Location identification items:
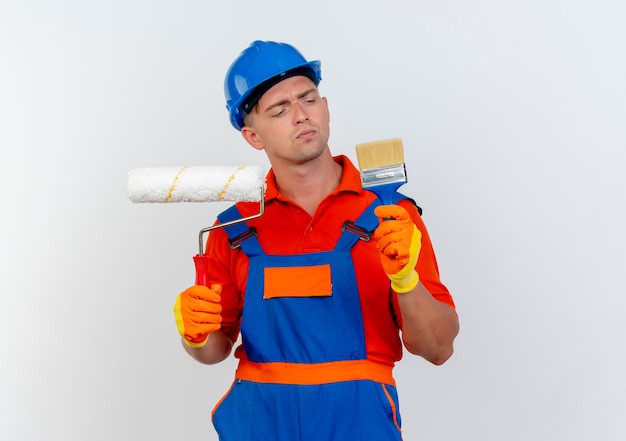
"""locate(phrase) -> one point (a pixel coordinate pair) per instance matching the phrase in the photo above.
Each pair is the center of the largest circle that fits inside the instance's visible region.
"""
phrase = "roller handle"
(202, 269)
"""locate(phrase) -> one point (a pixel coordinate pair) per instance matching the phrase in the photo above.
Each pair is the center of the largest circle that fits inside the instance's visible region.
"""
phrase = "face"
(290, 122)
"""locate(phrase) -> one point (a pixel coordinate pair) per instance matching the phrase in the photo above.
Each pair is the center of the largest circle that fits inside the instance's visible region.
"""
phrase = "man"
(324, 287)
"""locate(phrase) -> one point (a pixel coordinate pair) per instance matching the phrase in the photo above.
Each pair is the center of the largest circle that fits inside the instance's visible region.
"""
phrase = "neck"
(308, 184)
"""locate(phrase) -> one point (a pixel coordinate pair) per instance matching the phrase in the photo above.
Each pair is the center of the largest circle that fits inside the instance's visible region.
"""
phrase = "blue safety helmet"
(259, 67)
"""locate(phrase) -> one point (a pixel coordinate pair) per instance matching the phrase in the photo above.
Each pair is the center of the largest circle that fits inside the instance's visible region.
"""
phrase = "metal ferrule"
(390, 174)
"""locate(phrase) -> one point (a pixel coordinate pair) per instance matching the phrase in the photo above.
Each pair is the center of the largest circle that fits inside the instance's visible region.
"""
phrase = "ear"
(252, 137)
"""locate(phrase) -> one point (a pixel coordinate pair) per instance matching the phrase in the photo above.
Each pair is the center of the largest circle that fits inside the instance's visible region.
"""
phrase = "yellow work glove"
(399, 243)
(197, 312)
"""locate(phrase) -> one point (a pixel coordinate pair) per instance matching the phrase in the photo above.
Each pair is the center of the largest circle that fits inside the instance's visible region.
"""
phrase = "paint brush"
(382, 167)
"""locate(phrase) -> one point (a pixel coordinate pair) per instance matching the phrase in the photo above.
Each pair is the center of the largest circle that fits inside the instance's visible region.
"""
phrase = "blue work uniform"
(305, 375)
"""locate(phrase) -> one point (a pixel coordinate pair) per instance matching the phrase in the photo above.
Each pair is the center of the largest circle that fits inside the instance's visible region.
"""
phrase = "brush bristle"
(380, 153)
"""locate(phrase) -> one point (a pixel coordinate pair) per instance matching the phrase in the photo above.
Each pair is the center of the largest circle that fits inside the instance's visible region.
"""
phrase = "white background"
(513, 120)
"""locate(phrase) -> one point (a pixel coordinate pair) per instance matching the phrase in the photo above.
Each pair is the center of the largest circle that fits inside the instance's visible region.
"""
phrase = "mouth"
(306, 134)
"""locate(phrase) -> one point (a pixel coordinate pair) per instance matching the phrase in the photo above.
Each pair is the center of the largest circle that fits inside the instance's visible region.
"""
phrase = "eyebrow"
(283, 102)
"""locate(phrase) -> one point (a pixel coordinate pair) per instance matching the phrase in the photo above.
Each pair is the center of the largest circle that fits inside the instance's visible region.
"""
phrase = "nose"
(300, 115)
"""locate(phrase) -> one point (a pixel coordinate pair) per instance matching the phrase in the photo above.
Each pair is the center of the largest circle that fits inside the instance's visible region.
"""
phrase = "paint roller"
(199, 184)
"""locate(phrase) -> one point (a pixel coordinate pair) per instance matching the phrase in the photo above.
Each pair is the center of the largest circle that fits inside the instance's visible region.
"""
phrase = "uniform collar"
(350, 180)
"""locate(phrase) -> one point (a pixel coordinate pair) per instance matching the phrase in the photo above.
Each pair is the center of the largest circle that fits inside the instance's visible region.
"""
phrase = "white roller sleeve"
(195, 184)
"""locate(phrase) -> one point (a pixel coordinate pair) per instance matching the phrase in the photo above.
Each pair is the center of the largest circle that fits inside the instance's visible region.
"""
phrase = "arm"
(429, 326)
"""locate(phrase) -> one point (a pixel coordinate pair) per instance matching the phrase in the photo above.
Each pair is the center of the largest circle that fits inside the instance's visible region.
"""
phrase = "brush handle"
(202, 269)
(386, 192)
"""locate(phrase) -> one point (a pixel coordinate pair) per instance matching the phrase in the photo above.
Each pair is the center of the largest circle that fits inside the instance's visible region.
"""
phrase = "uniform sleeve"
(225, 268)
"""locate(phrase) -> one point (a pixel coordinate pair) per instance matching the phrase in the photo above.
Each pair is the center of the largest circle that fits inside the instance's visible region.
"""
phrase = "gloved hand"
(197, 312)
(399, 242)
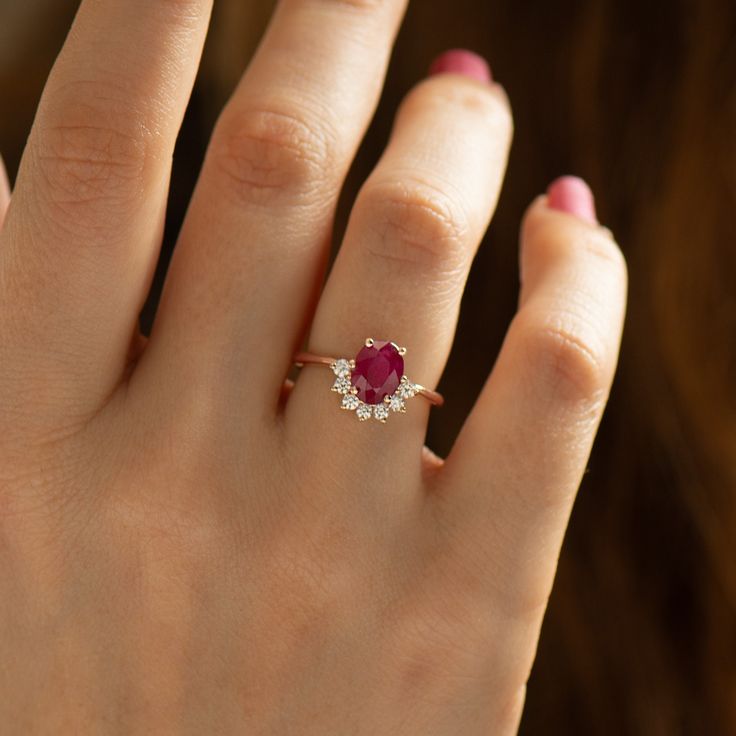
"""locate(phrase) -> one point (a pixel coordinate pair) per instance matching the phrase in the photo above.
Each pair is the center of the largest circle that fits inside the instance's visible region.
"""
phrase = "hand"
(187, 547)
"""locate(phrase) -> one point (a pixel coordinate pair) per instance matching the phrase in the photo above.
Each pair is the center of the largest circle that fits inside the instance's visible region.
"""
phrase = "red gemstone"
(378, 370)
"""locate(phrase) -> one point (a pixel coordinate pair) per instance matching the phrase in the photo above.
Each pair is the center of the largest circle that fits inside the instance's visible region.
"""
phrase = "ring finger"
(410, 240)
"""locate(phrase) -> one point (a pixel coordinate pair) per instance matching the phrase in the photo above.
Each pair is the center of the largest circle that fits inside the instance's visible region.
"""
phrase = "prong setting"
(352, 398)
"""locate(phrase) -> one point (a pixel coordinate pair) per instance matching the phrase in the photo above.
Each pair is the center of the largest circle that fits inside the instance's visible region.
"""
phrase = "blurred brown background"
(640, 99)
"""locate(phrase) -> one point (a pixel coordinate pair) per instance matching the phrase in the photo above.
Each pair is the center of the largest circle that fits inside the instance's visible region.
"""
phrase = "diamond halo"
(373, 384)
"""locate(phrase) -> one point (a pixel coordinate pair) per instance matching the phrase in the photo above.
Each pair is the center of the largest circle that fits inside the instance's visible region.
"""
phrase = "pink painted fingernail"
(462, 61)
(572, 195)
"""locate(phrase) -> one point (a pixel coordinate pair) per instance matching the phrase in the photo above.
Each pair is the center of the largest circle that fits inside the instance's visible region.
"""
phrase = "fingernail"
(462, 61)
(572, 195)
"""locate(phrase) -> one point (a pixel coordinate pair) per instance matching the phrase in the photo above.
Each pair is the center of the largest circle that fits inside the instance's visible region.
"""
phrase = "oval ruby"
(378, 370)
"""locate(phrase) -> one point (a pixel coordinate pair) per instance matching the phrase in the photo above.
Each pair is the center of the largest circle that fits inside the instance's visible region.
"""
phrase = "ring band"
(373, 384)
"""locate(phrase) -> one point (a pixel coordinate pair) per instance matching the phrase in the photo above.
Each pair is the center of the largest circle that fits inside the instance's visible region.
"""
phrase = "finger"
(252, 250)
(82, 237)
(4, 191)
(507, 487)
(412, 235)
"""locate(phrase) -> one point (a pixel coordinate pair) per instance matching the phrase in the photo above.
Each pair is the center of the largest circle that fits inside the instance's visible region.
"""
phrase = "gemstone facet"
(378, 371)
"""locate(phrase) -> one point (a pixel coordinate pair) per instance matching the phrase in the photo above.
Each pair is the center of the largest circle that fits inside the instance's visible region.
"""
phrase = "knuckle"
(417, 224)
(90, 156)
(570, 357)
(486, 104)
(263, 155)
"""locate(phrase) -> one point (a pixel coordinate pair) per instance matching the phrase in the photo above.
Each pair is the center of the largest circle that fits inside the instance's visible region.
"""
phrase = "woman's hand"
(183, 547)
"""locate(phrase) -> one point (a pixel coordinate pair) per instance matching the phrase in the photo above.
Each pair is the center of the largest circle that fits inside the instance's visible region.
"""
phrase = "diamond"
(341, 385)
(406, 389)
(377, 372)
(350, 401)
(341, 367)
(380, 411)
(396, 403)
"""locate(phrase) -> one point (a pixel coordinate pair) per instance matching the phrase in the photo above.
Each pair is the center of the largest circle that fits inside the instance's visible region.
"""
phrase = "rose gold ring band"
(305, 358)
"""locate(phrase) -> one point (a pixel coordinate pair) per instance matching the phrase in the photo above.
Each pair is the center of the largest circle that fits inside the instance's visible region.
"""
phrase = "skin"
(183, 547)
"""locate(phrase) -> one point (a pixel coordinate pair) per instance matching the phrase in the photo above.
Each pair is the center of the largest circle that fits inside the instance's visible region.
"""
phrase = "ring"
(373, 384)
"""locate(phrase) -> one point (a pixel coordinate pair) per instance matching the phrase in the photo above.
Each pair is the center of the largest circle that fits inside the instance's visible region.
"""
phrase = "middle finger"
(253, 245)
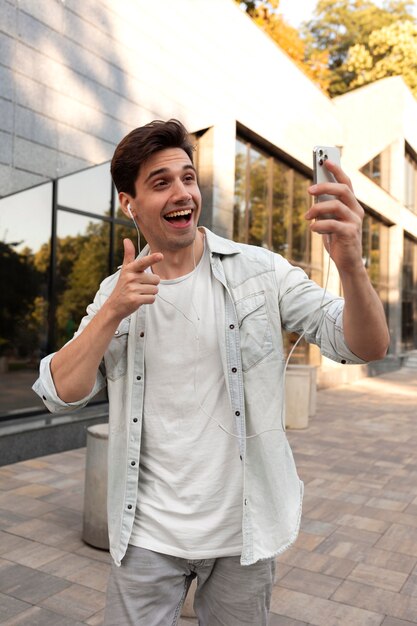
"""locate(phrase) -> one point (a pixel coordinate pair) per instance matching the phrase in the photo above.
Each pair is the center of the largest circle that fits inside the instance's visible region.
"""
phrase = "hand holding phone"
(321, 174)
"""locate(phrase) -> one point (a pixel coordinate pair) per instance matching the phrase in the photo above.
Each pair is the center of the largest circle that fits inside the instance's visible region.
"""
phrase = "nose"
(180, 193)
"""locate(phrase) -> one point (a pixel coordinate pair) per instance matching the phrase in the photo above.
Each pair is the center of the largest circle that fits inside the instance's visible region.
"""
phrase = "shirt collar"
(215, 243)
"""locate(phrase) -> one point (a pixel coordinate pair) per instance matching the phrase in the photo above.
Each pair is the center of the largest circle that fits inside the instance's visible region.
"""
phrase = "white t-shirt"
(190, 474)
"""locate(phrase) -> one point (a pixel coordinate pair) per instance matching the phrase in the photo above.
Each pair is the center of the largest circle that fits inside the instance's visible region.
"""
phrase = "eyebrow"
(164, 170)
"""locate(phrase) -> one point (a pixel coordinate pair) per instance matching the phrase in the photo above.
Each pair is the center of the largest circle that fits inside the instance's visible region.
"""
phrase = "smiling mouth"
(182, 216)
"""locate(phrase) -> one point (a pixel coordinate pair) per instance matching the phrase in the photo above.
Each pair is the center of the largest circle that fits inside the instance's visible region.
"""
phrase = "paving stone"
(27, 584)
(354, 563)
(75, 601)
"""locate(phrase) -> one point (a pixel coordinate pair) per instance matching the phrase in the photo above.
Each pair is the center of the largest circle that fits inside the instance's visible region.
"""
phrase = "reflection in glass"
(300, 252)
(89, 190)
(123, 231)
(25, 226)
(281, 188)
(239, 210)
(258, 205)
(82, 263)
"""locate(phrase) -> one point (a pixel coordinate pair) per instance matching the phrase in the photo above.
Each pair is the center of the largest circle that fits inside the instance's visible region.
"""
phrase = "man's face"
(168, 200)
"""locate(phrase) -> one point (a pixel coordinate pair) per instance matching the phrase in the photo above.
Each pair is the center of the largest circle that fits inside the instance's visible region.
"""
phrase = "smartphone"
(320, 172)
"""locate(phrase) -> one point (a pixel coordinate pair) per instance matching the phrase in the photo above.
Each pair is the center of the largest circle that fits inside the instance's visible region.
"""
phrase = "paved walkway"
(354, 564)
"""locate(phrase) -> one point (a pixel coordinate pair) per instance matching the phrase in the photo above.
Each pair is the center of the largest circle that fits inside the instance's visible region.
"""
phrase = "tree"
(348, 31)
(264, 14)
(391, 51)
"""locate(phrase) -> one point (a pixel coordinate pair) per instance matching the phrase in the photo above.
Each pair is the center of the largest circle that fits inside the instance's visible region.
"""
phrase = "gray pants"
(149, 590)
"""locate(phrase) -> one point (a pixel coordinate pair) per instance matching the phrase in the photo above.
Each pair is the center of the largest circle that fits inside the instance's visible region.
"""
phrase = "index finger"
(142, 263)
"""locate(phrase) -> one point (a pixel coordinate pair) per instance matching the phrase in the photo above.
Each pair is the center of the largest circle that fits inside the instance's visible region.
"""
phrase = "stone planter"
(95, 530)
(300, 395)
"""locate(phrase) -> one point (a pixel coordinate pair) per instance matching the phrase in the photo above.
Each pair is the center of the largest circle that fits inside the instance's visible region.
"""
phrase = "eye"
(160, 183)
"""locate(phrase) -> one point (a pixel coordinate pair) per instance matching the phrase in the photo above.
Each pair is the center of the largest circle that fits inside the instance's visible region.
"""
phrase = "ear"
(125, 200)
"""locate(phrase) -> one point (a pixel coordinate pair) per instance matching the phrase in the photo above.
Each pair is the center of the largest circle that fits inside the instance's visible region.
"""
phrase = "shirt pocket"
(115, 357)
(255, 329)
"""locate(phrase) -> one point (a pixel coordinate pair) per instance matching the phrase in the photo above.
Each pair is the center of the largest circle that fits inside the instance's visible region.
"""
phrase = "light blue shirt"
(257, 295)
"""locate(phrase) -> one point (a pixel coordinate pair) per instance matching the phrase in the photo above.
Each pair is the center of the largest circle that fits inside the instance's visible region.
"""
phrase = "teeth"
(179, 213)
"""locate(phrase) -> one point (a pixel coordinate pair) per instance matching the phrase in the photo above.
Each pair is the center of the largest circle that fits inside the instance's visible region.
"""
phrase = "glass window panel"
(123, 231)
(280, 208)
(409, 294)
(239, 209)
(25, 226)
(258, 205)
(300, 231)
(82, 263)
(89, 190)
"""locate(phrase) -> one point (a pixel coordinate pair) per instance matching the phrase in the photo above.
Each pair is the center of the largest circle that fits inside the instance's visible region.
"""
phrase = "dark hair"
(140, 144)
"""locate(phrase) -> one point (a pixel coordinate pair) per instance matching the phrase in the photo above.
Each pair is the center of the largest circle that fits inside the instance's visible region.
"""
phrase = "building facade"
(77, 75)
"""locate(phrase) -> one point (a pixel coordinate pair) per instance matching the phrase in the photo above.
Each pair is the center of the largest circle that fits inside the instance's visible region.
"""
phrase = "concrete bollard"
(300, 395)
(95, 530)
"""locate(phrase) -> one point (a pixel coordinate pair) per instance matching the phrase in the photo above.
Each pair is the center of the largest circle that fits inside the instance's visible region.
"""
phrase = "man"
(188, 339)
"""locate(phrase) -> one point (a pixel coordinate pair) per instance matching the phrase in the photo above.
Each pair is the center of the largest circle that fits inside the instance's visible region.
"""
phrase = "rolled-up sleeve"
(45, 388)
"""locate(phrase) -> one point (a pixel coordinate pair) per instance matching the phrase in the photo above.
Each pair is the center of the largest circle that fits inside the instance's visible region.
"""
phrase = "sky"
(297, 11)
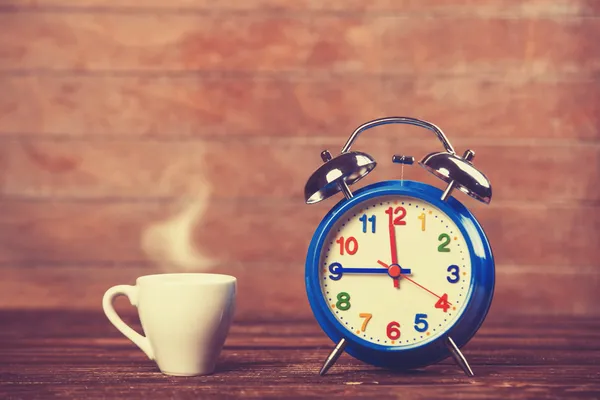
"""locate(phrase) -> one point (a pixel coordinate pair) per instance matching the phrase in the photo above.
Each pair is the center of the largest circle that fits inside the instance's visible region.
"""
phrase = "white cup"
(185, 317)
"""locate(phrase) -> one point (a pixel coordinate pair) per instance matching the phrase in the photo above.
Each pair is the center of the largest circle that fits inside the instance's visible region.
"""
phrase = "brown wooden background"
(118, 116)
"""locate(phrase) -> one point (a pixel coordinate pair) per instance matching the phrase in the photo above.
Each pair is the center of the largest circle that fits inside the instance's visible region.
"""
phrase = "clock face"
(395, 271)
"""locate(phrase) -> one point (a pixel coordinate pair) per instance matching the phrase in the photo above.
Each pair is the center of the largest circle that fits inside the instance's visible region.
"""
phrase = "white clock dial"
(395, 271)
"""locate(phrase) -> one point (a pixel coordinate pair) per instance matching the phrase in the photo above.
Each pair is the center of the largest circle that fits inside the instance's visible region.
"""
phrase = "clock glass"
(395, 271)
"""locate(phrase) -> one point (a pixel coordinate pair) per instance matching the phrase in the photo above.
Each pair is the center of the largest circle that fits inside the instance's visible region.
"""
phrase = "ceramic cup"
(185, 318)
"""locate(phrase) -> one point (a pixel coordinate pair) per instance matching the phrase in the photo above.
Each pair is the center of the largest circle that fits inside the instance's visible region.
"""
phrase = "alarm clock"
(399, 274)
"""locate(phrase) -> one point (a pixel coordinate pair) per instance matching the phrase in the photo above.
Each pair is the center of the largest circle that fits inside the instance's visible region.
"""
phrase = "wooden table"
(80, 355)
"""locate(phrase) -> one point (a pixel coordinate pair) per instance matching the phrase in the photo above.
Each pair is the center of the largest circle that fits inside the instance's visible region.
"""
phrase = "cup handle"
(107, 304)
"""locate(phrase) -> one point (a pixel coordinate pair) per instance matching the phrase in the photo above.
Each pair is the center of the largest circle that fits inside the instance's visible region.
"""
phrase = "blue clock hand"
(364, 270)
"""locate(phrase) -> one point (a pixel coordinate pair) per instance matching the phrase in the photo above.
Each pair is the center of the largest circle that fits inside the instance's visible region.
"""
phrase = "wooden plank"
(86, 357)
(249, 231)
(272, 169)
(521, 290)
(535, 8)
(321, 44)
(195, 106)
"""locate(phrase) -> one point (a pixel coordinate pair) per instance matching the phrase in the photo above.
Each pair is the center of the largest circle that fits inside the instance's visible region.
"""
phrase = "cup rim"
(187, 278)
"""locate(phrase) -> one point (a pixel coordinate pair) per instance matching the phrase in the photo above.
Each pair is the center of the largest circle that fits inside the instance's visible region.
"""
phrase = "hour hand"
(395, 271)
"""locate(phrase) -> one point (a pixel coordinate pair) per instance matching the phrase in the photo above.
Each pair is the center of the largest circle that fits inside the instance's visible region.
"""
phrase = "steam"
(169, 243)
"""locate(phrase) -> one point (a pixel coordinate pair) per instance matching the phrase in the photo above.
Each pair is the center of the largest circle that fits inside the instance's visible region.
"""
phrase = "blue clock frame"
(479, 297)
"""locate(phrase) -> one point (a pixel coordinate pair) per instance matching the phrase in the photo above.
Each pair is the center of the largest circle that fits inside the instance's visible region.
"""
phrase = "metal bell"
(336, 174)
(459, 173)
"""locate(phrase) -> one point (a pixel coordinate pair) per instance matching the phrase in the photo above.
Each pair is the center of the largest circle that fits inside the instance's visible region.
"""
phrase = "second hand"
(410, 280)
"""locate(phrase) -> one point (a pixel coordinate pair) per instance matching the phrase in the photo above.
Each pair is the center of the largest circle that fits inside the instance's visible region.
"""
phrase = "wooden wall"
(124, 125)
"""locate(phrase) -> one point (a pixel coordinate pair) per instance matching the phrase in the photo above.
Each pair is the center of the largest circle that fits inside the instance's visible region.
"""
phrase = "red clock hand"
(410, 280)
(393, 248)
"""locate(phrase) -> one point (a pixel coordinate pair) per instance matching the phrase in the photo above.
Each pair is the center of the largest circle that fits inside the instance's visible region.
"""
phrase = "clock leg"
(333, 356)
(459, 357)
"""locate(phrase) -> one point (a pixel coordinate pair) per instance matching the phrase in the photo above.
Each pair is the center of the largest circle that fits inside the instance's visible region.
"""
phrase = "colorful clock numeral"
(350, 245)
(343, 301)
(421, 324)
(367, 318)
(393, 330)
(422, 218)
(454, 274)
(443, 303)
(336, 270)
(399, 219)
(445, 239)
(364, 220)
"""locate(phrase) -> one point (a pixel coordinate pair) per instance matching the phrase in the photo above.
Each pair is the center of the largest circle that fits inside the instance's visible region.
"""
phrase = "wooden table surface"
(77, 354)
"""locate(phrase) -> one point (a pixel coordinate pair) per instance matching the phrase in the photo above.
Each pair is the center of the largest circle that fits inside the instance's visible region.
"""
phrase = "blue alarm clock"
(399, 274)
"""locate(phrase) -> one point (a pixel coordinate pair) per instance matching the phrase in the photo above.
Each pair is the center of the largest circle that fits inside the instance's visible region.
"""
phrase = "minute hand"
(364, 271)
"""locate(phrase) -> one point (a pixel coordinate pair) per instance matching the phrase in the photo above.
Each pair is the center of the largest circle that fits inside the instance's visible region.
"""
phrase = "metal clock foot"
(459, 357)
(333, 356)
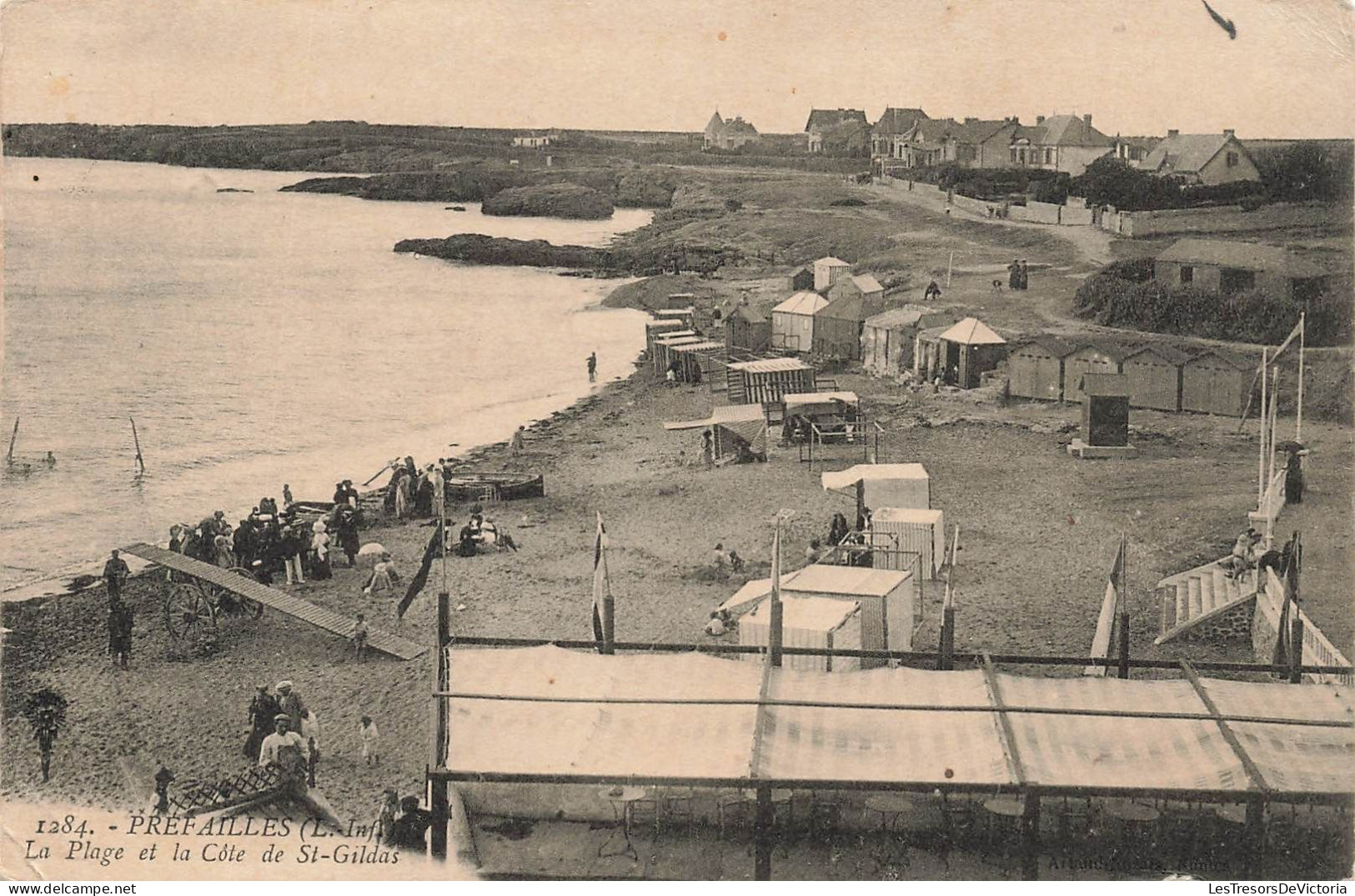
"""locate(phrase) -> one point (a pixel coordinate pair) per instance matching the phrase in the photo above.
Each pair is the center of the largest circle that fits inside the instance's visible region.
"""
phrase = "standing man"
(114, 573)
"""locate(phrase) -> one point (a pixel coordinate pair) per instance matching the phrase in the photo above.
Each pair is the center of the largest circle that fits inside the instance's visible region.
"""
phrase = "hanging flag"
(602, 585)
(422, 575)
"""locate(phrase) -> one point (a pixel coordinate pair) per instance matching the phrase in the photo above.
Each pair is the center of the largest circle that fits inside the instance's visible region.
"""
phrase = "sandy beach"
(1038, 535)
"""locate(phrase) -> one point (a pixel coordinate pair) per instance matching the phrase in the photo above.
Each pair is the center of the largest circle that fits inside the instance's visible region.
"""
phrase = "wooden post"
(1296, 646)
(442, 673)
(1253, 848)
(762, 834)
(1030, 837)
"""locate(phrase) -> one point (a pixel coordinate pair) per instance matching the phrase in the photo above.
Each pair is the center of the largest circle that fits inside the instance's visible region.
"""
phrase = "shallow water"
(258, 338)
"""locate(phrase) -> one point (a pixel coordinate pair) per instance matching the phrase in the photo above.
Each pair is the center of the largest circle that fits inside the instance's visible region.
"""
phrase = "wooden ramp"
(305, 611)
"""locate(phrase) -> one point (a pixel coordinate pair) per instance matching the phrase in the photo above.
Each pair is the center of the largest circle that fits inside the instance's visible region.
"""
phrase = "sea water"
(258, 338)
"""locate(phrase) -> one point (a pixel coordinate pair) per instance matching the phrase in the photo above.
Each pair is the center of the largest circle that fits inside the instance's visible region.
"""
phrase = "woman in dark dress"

■ What you have to do ■
Pull out every line of the material above that contains the string "handle", and copy each one unchanged.

■ Response to this task ■
phrase = "roller handle"
phrase = "brush handle"
phrase = "cup handle"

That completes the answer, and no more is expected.